- **PROMPT 1**: Reproduce the passage about Mount Sinai from "It is a well-known" to "in the Torah.", keeping every word and punctuation mark unchanged.

It is a well-known fact that the Torah was given at Mount Sinai. This fact is axiomatic and indisputable. Unless, that is, one reads what it actually says in the Torah.

The Torah describes how Am Yisrael first arrive in the Sinai Desert [Shemot 19:2]: “They camped in the desert and Israel camped there opposite the mountain.” The assumption is that “the mountain” in question is Mount Sinai. In the next verse, we are told [Shemot 19:3] “Moshe ascended to Hashem and Hashem called to him from the mountain.” From which mountain? It is not until the third time that Mount Sinai is mentioned that it is explicitly mentioned by name [Shemot 19:11]: “On the third day Hashem will descend before the eyes of all the people upon Mount Sinai”. It is fair to assume that Mount Sinai is the very same mountain that Moshe has been climbing over the past few days and not some other mountain a few miles down the road. After the revelation that “the mountain” and “Mount Sinai” are one and the same, the Torah reverts back to calling Mount Sinai simply “the mountain”. And then we are hit with some major-league ambiguity [Shemot 19:17-18]: “Moshe brought the people out… and they stood at the bottom of the mountain. Mount Sinai smoked because Hashem had descended upon it in fire…” Was “the mountain”, at which Am Yisrael stood at its foot, the same as Mount Sinai – the smoking mountain? I’d like to say yes, but the Torah is making this difficult[1].

In order to proceed we must go back to the first time Mount Sinai is mentioned in the Torah: Moshe has fled from Egypt and is tending the flock of his father-in-law, Yitro. One of his sheep runs away [Shemot 3:1] “and he came to the Mountain of E-lokim, to Horev.” Hashem appears to Moshe in a burning bush and the rest is history. The “Mountain of E-lokim” is identified with Mount Sinai a few verses later when Hashem tells Moshe [Shemot 3:12] “When you take the people out of Egypt, you will worship God on this mountain[2]”. The Rashbam notes that as the Torah specifically says that Israel encamped “opposite the mountain” and not “opposite a mountain”, it must be that the Torah is referring to some previously mentioned or well-known mountain[3], which, in turn, must be Mount Sinai, better known as the “Mountain of E-lokim”.

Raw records
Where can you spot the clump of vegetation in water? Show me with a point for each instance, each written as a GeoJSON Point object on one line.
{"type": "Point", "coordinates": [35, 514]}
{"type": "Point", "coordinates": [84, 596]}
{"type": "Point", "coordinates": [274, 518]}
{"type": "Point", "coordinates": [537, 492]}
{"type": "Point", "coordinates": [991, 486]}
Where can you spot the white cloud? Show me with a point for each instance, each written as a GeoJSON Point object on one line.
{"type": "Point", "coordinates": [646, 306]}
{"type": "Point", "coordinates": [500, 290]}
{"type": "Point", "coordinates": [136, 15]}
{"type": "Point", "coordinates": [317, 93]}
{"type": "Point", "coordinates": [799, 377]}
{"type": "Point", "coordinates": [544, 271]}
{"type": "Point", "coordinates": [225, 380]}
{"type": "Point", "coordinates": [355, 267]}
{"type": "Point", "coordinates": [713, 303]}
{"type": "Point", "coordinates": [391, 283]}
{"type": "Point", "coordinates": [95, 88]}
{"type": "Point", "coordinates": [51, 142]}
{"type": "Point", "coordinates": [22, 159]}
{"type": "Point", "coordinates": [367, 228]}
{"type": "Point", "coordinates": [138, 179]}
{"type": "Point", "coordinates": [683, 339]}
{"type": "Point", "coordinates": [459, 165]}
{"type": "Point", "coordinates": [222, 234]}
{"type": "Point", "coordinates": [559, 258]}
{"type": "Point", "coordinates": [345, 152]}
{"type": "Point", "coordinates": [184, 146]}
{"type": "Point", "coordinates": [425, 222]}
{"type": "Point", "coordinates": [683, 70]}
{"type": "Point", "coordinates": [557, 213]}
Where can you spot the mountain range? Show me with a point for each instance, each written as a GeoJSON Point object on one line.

---

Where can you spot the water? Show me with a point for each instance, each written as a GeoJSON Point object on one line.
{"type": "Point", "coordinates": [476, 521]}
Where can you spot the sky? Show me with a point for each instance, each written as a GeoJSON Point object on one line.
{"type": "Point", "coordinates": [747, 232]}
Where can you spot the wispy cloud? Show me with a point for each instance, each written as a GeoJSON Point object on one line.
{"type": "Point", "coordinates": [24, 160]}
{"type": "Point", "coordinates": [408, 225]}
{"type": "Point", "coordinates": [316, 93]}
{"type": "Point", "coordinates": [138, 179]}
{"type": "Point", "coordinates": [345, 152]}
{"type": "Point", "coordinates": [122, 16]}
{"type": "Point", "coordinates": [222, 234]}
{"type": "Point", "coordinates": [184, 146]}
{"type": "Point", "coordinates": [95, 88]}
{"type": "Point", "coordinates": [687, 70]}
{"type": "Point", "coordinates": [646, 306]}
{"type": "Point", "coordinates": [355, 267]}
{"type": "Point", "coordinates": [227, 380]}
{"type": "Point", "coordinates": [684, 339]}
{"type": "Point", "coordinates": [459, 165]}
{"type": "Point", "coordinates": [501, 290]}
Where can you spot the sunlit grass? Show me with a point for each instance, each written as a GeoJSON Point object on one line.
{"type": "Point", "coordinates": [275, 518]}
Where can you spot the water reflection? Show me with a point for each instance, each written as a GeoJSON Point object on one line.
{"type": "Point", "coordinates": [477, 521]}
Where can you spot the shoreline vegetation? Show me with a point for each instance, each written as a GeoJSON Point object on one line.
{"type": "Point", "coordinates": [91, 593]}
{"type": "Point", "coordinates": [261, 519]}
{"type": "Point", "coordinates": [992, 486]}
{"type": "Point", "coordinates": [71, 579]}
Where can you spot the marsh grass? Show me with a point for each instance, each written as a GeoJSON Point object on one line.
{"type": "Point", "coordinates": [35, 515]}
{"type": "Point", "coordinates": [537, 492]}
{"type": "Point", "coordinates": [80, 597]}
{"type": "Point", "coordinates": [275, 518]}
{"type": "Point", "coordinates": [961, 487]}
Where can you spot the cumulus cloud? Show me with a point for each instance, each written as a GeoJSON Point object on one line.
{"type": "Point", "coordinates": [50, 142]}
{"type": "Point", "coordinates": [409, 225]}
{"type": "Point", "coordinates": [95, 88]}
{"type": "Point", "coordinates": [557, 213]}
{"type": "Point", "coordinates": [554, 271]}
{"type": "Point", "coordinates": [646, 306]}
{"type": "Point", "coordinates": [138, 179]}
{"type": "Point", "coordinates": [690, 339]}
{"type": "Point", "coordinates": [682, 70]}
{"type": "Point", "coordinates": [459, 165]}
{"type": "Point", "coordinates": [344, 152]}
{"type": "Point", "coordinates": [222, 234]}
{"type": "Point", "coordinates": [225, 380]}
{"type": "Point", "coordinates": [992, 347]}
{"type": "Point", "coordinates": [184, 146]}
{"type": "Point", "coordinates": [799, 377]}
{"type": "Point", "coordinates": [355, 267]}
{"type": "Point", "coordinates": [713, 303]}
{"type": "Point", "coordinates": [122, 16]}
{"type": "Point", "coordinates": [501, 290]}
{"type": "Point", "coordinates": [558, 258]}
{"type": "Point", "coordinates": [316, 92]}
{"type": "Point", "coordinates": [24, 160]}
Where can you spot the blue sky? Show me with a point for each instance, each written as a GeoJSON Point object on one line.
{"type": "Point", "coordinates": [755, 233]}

- **PROMPT 2**: Rewrite the records from the line with "Where can you spot the clump" to the line with "Where can you spot the mountain" as a JSON list of strings, one string per line and no blank lines.

- **FINAL ANSWER 1**:
It is a well-known fact that the Torah was given at Mount Sinai. This fact is axiomatic and indisputable. Unless, that is, one reads what it actually says in the Torah.

- **FINAL ANSWER 2**:
[
  "Where can you spot the clump of vegetation in water? Show me with a point for each instance, each written as a GeoJSON Point object on one line.",
  "{\"type\": \"Point\", \"coordinates\": [35, 514]}",
  "{\"type\": \"Point\", \"coordinates\": [84, 596]}",
  "{\"type\": \"Point\", \"coordinates\": [274, 518]}",
  "{\"type\": \"Point\", \"coordinates\": [537, 492]}",
  "{\"type\": \"Point\", \"coordinates\": [991, 486]}",
  "Where can you spot the white cloud? Show me with a point for each instance, each written as a GeoJSON Point object on one line.",
  "{\"type\": \"Point\", \"coordinates\": [646, 306]}",
  "{\"type\": \"Point\", \"coordinates\": [500, 290]}",
  "{\"type\": \"Point\", \"coordinates\": [136, 15]}",
  "{\"type\": \"Point\", \"coordinates\": [317, 93]}",
  "{\"type\": \"Point\", \"coordinates\": [799, 377]}",
  "{\"type\": \"Point\", \"coordinates\": [544, 271]}",
  "{\"type\": \"Point\", \"coordinates\": [225, 380]}",
  "{\"type\": \"Point\", \"coordinates\": [355, 267]}",
  "{\"type\": \"Point\", \"coordinates\": [713, 303]}",
  "{\"type\": \"Point\", \"coordinates\": [391, 283]}",
  "{\"type\": \"Point\", \"coordinates\": [95, 88]}",
  "{\"type\": \"Point\", \"coordinates\": [51, 142]}",
  "{\"type\": \"Point\", \"coordinates\": [22, 159]}",
  "{\"type\": \"Point\", \"coordinates\": [367, 228]}",
  "{\"type\": \"Point\", \"coordinates\": [138, 179]}",
  "{\"type\": \"Point\", \"coordinates\": [683, 339]}",
  "{\"type\": \"Point\", \"coordinates\": [459, 165]}",
  "{\"type\": \"Point\", \"coordinates\": [222, 234]}",
  "{\"type\": \"Point\", \"coordinates\": [559, 258]}",
  "{\"type\": \"Point\", \"coordinates\": [345, 152]}",
  "{\"type\": \"Point\", \"coordinates\": [184, 146]}",
  "{\"type\": \"Point\", \"coordinates\": [425, 222]}",
  "{\"type\": \"Point\", \"coordinates\": [683, 70]}",
  "{\"type\": \"Point\", \"coordinates\": [557, 213]}",
  "Where can you spot the mountain range? Show me with a point for each instance, each written as a GeoJSON Point object on one line."
]